▶ _Written instruction_:
Write out all of the rows below word for word, without changing anything.

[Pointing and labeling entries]
***
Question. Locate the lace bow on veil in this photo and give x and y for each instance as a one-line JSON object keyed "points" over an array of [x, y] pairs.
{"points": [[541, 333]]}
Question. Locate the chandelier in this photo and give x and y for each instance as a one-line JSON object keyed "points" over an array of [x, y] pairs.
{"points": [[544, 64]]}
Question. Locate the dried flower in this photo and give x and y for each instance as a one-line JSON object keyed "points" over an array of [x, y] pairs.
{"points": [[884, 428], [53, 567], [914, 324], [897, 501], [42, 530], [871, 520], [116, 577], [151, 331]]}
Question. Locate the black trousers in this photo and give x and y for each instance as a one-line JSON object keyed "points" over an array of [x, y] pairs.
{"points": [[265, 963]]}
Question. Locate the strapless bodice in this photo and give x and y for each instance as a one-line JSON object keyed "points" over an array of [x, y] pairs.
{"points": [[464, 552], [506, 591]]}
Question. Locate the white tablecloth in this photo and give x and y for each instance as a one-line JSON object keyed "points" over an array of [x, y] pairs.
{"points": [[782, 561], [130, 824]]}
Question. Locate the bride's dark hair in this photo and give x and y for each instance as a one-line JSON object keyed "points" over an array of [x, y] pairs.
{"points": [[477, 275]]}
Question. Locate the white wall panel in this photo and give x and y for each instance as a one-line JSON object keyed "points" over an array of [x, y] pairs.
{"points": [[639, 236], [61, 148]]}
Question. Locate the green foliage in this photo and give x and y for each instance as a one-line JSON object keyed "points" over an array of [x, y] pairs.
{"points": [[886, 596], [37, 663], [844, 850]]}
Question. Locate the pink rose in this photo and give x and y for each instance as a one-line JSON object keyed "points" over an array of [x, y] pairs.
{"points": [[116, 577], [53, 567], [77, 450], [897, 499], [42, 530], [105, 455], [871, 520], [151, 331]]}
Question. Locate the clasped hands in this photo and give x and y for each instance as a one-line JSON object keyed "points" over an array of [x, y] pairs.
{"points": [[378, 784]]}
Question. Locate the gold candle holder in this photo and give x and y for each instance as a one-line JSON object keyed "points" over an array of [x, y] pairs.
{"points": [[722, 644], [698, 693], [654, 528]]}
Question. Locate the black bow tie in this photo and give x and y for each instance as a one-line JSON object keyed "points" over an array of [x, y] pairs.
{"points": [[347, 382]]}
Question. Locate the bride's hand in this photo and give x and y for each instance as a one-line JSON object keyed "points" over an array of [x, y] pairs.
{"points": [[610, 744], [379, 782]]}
***
▶ _Solution to the problem_:
Question. Locate the lace bow on veil in this photo and give x and y for each instance as a one-line JSON object keyed "points" over an array of [x, y] pairs.
{"points": [[541, 333]]}
Question. Locate the chandelier in this photo and give x and y for each instance as a one-line JSON object keyed "points" over an array of [x, y] pairs.
{"points": [[544, 64]]}
Question. Locate the dried flower in this photo and give x and y for each instance as a one-line JSON object keyed "points" over an array of [x, y] pairs.
{"points": [[884, 428], [53, 567], [914, 324], [897, 501], [42, 530], [871, 520], [116, 577], [151, 331]]}
Question. Locate the black trousers in this photo and give x and y for each instance as a one-line JSON object keyed "points" over an array of [x, y] pairs.
{"points": [[265, 963]]}
Question. Locate the strapless bodice in this photo and give x and y for each instance as a one-line JSON object keyed "points" over an array of [x, y] pairs.
{"points": [[464, 552], [506, 591]]}
Question. Locate the white tablecloth in this photo and give x and y for each instance as a one-line JSON object keyed "points" over an array of [x, y] pairs.
{"points": [[782, 561], [130, 824]]}
Question. Locate the bride's dark hair in this photo and give x and y for each instance as a one-line JSON object keyed "points" over an array of [x, y] pairs.
{"points": [[477, 275]]}
Question. Locate the white wall panel in this photo and give x and y for each instance as a one-line JSON object keyed "points" over an array of [x, y] pairs.
{"points": [[639, 236], [61, 148]]}
Question. Locate the green foliage in this photo and give x and y for each instance as a one-line JSON object keyed "points" over an array of [x, y] pairs.
{"points": [[886, 596], [37, 663], [844, 850]]}
Question. Locate the pink rose in this photo and give x and y for each instance as a one-line JSON object keyed "points" over an array of [x, y] pairs.
{"points": [[116, 577], [53, 567], [77, 450], [897, 499], [42, 530], [105, 455], [871, 520], [151, 331]]}
Question. Locate the clasped hands in this photo and give x and y for each instance as a one-line JSON object keyed "points" over an array of [x, y] pairs.
{"points": [[378, 784]]}
Question. Locate the gold candle holder in this photo and give x and y for each instance as a one-line JSON object keyed "points" over an array of [x, y] pairs.
{"points": [[722, 644], [698, 693], [654, 528]]}
Question. Locate the black bow tie in this photo and give x and y for each instance as a one-line JSON object keyed "points" over an array of [x, y] pairs.
{"points": [[347, 382]]}
Question. Locate the bride's hand in this photo and give x and y for each instance as a one-line JSON object keyed "points" over an array of [x, y] pairs.
{"points": [[610, 744], [379, 782]]}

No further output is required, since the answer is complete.